EXERCISE GOAL:
Format every line of the following material as a Markdown table with two columns, Line No. and Text, numbering the rows consecutively and omitting any blank lines.
##### DATA PROVIDED
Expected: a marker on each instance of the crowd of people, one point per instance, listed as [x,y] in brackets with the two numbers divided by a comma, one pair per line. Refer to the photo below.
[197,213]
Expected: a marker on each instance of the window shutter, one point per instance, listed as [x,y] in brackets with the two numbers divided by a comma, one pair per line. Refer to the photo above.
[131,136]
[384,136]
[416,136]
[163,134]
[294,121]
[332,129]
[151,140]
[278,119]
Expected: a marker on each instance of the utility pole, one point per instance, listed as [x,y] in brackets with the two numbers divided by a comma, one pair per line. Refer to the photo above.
##########
EXERCISE SOLUTION:
| Line No. | Text |
|---|---|
| 1 | Expected: a marker on each instance of the crowd of people, one point per instance, listed as [x,y] in brackets with the two numbers divided by a comma, one pair per line. Refer to the photo below. |
| 2 | [197,213] |
| 3 | Expected: a marker on each instance of the window shutter, one point per instance, listed as [x,y] in brackets with the two numbers divided by a comma, one pair per line. Refer to the photo above. |
| 4 | [131,136] |
| 5 | [384,136] |
| 6 | [416,136] |
| 7 | [163,134] |
| 8 | [294,121] |
| 9 | [332,129] |
| 10 | [151,140] |
| 11 | [278,119] |
| 12 | Expected: a marker on each instance of the utility pole, one point per instance, listed as [x,y] in brackets with the two numbers divided by a comma, one pair per line. Refer to the photo above. |